*** TRECHO FORNECIDO

Painel reuniu lideranças sindicais, pesquisadores, movimentos populares e o ministro Luiz Marinho para discutir soberania energética, trabalho decente e o protagonismo do Sul Global na transição energética
Na tarde desta quinta-feira (13), foi realizado pela Federação Única dos Petroleiros (FUP) na Zona Azul da COP30 o painel “Ação Sindical no Sul Global por uma Transição Energética Justa e Popular”. O encontro reuniu lideranças movimento sindical, pesquisadores e o ministro do Trabalho e Emprego, Luiz Marinho, para discutir os desafios estruturais da transição energética em curso. Mediado por Bárbara Bezerra, diretora da FUP, o debate reforçou que a soberania nacional, o papel das empresas públicas e a participação das comunidades precisam estar no centro das decisões sobre o futuro energético.
O painel reafirmou que o Sul Global deve assumir protagonismo no debate climático, evitando que modelos importados do Norte Global se imponham às realidades e objetivos de países como o Brasil. Representantes da FUP, do DIEESE, do INEEP, do MAB, da CUT e da rede Trade Unions for Energy Democracy (TUED) enfatizaram que a transição energética não pode ser conduzida como mera mudança tecnológica. Ela envolve projeto de desenvolvimento, geração de emprego de qualidade, fortalecimento das estatais e construção de uma política industrial capaz de ampliar investimentos e garantir soberania.

******
*** SEÇÃO DE DADOS

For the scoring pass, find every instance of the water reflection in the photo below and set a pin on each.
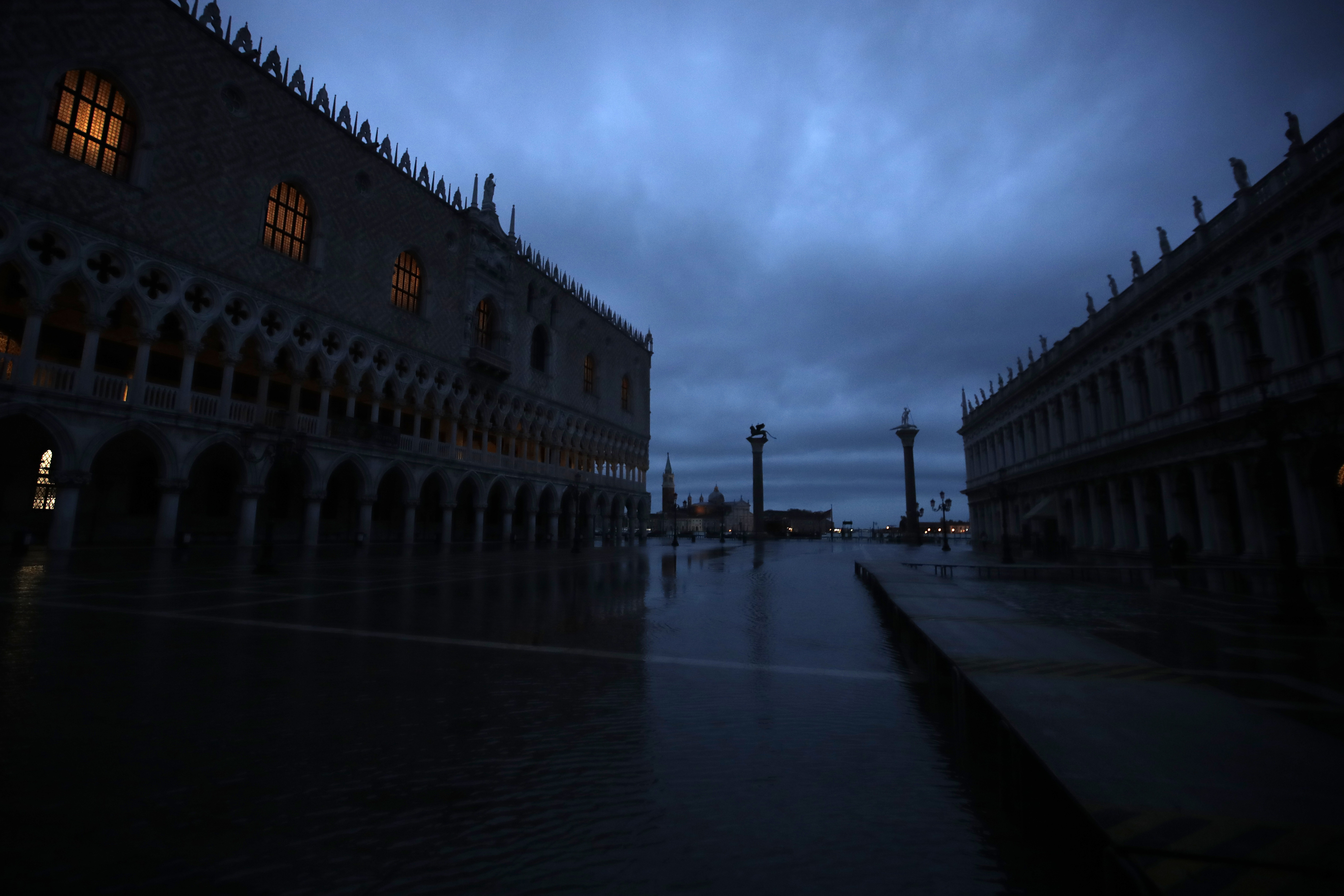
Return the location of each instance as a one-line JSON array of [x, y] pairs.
[[527, 722]]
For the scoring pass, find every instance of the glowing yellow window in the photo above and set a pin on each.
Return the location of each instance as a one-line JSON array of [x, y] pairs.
[[406, 284], [93, 123]]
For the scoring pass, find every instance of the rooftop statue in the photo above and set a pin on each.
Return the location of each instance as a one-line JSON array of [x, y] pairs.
[[1293, 134], [1244, 181], [488, 194]]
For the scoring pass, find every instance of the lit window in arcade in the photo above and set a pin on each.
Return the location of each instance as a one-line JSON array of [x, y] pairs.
[[45, 497], [483, 324], [288, 220], [93, 123], [406, 284]]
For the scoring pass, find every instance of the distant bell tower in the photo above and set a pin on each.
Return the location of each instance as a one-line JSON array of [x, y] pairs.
[[668, 488]]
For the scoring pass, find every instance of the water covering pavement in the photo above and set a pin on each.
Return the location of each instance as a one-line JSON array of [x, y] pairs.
[[621, 720]]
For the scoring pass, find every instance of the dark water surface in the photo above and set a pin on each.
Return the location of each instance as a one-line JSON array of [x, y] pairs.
[[621, 722]]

******

#### [OBJETIVOS]
A. Liste as siglas das entidades cujos representantes, segundo o trecho sobre o painel da COP30, enfatizaram que a transição energética não pode ser conduzida como mera mudança tecnológica.
B. Responda com base no trecho sobre o painel da COP30:
(i) Quem mediou o debate?
(ii) Em que zona da COP30 o painel foi realizado?
(iii) Qual cargo Luiz Marinho ocupa?
C. Diga se cada afirmação está de acordo com o trecho sobre o painel da COP30, citando as palavras decisivas do texto:
(i) O painel aconteceu na manhã de quinta-feira.
(ii) O painel defendeu que o Brasil adote os modelos do Norte Global.
(iii) A transição energética envolve o fortalecimento das estatais.

#### [SOLUÇÕES COMPLETAS]
A. FUP, DIEESE, INEEP, MAB, CUT, TUED

B.
(i) Bárbara Bezerra, diretora da FUP.
(ii) Na Zona Azul.
(iii) Ministro do Trabalho e Emprego.

C.
(i) Não: "Na tarde desta quinta-feira (13)".
(ii) Não: "evitando que modelos importados do Norte Global se imponham às realidades e objetivos de países como o Brasil".
(iii) Sim: "Ela envolve projeto de desenvolvimento, geração de emprego de qualidade, fortalecimento das estatais".